Görev:
Belge metninde eşin ailesinin topluca kutlama adeti olduğu söylenen günleri sırala.

- 26 Eylül 2010
- 17.558
- 32.867
- 798
Aslında uzun zamandır girmiyordum buraya, her gün o kadar meşgulüm ki kendi dertlerimle...Yazasım da yoktu her şey o kadar karışık, uzun ve ayrıntılı ki; can arkadaşım yazsana kadınlarkulubüne diyince yazmak istedim tekrardan.
2 sene önceki durumları baştan anlatmak istemiyorum. Sadece bir ara bir şeylerin değişir gibi olduğunu ve artık sorunların çözüldüğünü, kayınvalidemlerin evinin bitmek üzere olduğunu ve bir nebze de olsa mutlu olduğumu söyleyebilirim. Düzeliyor, düzelecek diye seviniyordum yani. Ama şu an sorunun daha derin olduğunu bir kez daha gördüm.
Eşimin ailesinin doğum günü, bayram, yılbaşı gibi günleri topluca kutlama adetleri var. Ben de eşimin doğum günü sebebiyle herkesi davet ettim 2 hafta önceden (bu arada kaynanamlar hala çıkmadı 1-2 ay içinde diye bekliyoruz). Doğum gününden 2 gün önce elinden telefon düşmeyen, ilgisiz eşimle yaşadığımız tartışma büyüdü. Zaten 1 hafta önce de tartışma yaşamıştık ben salonda yatıyordum, 1-2 gün olmuştu kendi yatağıma döneli. Tartışma yaşanınca tekrar döndüm ve bana "sen ancak yatak ayırmayı ve yüzük atmayı bilirsin" diyince al o zaman yüzük de atayım diyerek fırlatıp attım. Kendisi de bana yastıkla vurup tartaklayıp telefonumu duvara atıp parçalayarak evden çıktı. O gece eve gelmedi, meğer ablasında yatmış. Ertesi gün de ailesi yazlıktan bize gelecekti o gece kalıp doğum günü kutlanacak ve sonra ne zaman isterlerse döneceklerdi. Ben herkesi davet ettim rezil olmayayım diye hazırlıklarımı yapmaya başladım ki öğleden sonra "biz gelmiyoruz" diye bir telefon geldi. Sabah eşim kayınvalidemleri arayıp gelmeyin ben evde yokum demiş ama nedense aradan saatler geçince arandım. Ben tabi şaşırdım, hazırlık yaptığımı ve gelmelerini söyledim hatta o kadar büyük bir şey yok diye de ekledim ama yok biz gelmiyoruz, baban da çok kızdı daha gelmez gibi bir şeyler söyledi. Akşam beni arayarak eşimin oraya gittiğini, hafta sonu orada kalacağını söyledi.

Veri Listesi:

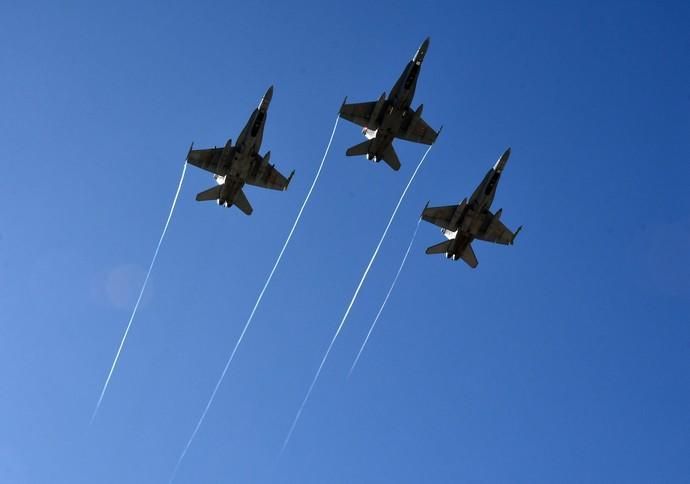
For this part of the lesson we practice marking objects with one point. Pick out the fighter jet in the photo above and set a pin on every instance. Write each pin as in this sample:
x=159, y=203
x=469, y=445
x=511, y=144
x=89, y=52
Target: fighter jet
x=233, y=166
x=470, y=220
x=391, y=117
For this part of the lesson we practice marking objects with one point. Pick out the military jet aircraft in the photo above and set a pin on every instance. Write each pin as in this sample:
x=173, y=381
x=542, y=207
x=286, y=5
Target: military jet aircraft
x=233, y=166
x=470, y=220
x=390, y=118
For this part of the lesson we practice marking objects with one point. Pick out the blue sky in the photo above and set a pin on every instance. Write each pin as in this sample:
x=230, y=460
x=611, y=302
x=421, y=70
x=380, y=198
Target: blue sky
x=561, y=359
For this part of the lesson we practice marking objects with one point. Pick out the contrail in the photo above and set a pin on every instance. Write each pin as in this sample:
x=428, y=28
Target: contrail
x=256, y=305
x=352, y=301
x=141, y=293
x=385, y=300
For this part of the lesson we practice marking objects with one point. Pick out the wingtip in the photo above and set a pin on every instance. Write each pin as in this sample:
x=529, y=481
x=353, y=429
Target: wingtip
x=190, y=150
x=342, y=105
x=289, y=179
x=515, y=234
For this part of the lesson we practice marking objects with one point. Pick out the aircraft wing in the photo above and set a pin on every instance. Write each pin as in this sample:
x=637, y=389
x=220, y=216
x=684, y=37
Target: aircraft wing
x=419, y=132
x=440, y=216
x=496, y=232
x=358, y=113
x=205, y=159
x=267, y=176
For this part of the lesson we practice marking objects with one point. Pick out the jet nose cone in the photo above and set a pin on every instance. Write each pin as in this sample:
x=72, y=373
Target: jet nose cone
x=425, y=44
x=501, y=163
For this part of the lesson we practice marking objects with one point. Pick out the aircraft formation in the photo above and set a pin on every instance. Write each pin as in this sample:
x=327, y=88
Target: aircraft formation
x=390, y=117
x=382, y=121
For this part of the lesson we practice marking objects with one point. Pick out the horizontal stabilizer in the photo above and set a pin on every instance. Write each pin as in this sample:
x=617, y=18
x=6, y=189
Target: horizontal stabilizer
x=212, y=193
x=360, y=149
x=441, y=248
x=242, y=203
x=390, y=157
x=469, y=257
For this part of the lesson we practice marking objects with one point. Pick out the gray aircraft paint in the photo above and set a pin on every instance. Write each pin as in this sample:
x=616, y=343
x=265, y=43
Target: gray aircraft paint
x=235, y=166
x=471, y=219
x=391, y=117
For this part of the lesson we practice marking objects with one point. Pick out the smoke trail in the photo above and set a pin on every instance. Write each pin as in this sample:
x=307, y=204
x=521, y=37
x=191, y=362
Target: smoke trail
x=141, y=293
x=256, y=305
x=352, y=301
x=388, y=295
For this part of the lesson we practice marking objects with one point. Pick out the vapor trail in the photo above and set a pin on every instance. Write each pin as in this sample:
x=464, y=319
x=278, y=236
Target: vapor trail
x=141, y=293
x=388, y=295
x=256, y=305
x=352, y=301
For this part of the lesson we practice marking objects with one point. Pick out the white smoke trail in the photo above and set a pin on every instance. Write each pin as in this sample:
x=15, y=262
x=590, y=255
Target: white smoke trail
x=385, y=300
x=256, y=305
x=352, y=301
x=141, y=293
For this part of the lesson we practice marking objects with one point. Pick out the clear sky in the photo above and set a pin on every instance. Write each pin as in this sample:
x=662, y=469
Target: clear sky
x=564, y=358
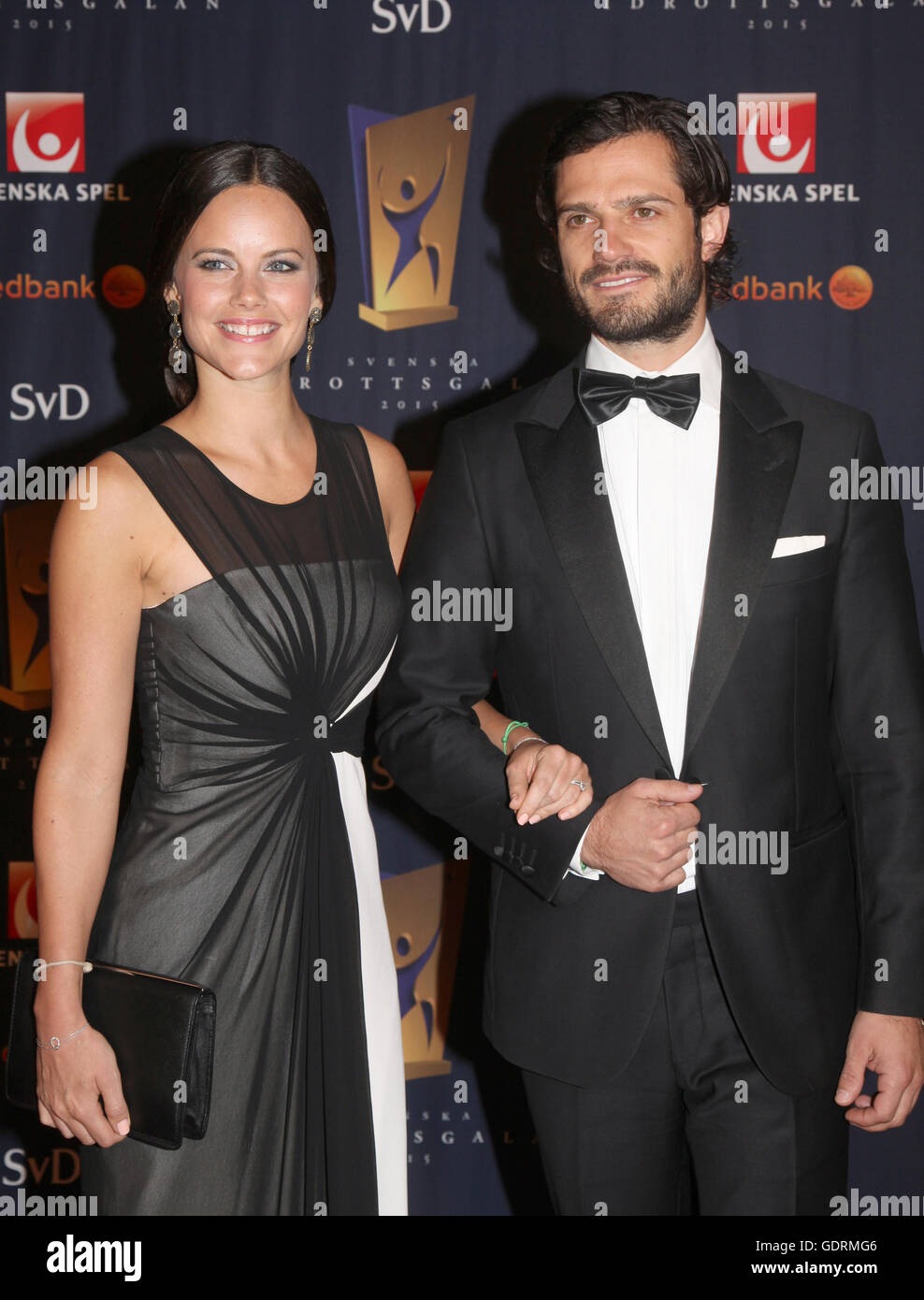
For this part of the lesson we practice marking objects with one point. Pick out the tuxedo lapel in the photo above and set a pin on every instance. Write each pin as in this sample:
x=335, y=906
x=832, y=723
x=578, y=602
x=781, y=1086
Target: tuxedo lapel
x=561, y=454
x=758, y=452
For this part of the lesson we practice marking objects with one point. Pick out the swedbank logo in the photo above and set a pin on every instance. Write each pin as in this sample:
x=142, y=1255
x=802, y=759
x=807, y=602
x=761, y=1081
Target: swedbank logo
x=849, y=287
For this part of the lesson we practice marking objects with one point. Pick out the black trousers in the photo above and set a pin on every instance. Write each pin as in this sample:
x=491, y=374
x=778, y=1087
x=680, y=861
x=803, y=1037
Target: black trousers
x=690, y=1126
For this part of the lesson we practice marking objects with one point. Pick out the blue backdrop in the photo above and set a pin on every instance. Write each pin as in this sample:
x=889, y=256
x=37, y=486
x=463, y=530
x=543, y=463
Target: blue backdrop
x=102, y=96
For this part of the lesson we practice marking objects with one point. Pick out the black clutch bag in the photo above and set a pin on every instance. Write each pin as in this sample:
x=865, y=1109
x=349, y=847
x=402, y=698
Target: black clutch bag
x=162, y=1031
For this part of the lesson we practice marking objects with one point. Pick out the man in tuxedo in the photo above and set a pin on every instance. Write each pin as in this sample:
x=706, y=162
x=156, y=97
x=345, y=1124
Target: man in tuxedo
x=696, y=972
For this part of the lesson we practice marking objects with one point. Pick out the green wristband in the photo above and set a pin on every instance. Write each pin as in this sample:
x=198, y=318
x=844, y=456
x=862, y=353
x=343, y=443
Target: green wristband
x=510, y=729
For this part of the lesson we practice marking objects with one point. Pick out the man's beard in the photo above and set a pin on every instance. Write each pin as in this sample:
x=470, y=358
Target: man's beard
x=663, y=320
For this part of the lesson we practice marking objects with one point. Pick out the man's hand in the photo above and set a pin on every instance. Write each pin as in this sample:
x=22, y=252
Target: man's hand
x=893, y=1048
x=541, y=780
x=642, y=833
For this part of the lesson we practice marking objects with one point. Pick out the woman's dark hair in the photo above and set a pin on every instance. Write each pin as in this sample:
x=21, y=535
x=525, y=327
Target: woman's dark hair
x=203, y=174
x=700, y=166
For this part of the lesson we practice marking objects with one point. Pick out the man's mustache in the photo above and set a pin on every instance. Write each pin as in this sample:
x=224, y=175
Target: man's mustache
x=598, y=269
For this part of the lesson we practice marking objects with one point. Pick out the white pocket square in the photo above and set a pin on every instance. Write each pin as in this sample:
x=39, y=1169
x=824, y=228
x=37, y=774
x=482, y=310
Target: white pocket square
x=796, y=545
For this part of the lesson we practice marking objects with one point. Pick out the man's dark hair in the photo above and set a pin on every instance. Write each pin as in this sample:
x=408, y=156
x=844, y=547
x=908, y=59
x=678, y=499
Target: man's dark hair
x=700, y=166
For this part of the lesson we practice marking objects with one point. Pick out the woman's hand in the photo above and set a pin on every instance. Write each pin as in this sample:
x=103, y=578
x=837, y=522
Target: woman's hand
x=542, y=780
x=69, y=1086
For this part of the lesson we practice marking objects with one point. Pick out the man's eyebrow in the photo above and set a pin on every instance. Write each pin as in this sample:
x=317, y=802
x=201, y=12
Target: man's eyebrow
x=632, y=200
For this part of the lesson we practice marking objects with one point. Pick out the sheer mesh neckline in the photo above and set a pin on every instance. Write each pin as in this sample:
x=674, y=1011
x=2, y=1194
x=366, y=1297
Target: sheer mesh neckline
x=269, y=505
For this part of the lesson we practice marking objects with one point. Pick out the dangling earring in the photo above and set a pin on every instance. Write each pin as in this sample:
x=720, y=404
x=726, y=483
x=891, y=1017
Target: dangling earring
x=176, y=357
x=312, y=322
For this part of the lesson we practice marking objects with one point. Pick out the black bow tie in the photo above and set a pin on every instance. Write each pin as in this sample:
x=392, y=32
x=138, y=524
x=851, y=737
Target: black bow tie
x=603, y=394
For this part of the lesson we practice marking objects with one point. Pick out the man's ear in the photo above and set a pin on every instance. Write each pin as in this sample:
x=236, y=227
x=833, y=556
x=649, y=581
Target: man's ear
x=713, y=229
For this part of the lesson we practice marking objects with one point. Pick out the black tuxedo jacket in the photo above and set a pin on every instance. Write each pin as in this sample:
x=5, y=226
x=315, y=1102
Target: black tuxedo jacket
x=806, y=716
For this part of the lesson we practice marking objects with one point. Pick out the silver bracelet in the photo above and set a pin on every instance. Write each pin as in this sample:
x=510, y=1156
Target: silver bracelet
x=55, y=1043
x=87, y=966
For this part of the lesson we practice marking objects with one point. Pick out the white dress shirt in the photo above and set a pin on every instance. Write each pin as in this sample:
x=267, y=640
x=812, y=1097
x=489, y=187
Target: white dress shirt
x=660, y=484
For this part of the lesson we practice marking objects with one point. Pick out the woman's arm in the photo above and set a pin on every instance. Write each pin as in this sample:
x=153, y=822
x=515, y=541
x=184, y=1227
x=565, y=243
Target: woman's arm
x=95, y=599
x=396, y=494
x=541, y=777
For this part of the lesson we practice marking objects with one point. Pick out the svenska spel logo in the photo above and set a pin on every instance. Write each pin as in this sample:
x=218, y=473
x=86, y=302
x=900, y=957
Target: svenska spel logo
x=44, y=132
x=776, y=133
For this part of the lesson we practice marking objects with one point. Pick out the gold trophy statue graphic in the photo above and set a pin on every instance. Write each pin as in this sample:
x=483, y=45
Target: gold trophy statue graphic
x=411, y=177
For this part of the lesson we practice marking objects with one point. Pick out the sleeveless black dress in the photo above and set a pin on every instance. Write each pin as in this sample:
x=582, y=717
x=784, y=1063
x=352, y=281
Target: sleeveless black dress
x=247, y=859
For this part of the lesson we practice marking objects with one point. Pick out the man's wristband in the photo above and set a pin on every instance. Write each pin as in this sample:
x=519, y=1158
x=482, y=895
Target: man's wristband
x=510, y=729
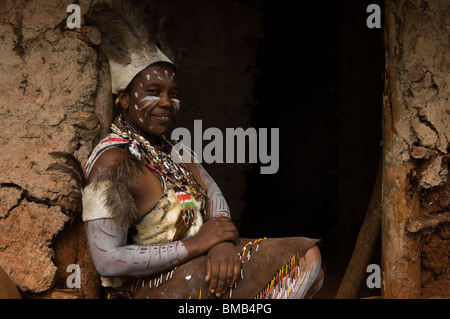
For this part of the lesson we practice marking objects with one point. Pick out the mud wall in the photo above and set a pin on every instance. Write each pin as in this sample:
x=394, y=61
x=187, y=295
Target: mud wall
x=416, y=145
x=55, y=97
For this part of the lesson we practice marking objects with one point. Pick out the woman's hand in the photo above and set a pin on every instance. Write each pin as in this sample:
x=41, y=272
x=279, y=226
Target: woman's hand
x=222, y=267
x=216, y=230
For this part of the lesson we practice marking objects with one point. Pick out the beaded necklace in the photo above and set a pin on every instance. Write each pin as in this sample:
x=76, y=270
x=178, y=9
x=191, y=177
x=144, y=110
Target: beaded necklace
x=160, y=161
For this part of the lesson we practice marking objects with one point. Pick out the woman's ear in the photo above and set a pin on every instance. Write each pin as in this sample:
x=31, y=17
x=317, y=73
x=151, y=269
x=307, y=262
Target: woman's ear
x=124, y=99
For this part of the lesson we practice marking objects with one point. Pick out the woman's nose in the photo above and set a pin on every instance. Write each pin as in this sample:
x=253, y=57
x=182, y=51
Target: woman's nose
x=165, y=100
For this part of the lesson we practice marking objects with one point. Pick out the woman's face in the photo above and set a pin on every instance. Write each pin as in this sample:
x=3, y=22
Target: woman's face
x=153, y=101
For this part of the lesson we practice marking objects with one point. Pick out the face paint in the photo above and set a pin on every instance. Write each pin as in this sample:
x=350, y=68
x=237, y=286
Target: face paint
x=164, y=77
x=150, y=103
x=176, y=104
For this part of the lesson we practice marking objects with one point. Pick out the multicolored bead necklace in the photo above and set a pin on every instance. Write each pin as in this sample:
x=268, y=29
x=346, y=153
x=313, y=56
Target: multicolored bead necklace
x=160, y=161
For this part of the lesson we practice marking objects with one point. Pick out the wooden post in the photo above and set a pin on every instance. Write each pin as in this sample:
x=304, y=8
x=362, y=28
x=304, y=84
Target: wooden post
x=400, y=249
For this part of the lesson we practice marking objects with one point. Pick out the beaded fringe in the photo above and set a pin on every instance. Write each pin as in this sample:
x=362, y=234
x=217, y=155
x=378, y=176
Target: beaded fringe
x=283, y=282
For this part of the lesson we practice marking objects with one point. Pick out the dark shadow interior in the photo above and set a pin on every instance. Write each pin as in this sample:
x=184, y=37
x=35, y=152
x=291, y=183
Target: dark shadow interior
x=321, y=83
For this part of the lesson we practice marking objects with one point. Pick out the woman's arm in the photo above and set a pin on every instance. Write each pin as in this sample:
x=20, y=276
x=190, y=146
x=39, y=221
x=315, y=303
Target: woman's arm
x=113, y=257
x=107, y=233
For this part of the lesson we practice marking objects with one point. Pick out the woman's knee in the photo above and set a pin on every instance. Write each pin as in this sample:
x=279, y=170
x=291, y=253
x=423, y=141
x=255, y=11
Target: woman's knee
x=313, y=255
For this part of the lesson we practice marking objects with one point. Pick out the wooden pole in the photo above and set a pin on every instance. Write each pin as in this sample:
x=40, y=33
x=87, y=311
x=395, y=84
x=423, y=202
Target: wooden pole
x=400, y=248
x=366, y=242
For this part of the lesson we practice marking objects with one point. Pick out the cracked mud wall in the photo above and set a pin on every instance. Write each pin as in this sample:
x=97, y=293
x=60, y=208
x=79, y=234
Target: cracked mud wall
x=49, y=84
x=56, y=97
x=416, y=149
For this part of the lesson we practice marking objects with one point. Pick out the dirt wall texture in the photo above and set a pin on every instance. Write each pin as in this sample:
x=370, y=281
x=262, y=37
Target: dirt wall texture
x=417, y=117
x=56, y=97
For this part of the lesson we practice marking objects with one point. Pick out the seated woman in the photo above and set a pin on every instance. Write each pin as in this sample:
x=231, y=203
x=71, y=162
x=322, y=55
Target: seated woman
x=159, y=227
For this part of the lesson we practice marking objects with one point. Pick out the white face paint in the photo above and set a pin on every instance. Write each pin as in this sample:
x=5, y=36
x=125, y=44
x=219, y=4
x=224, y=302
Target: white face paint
x=176, y=104
x=150, y=103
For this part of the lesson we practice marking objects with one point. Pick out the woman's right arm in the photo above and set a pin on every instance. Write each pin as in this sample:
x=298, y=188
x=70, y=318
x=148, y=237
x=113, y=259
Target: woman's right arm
x=108, y=240
x=113, y=257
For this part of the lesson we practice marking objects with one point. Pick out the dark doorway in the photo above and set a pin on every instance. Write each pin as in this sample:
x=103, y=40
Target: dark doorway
x=321, y=83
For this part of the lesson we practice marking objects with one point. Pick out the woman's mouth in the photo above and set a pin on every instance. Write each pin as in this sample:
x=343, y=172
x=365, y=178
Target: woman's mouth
x=163, y=117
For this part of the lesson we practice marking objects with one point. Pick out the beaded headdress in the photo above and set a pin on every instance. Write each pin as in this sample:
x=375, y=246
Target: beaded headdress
x=126, y=40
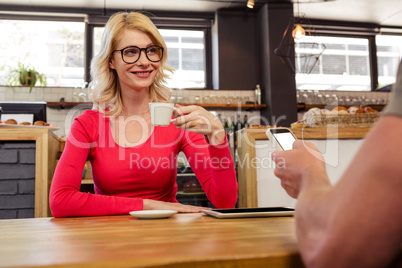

Doğru Yanıt:
doğum günü, bayram, yılbaşı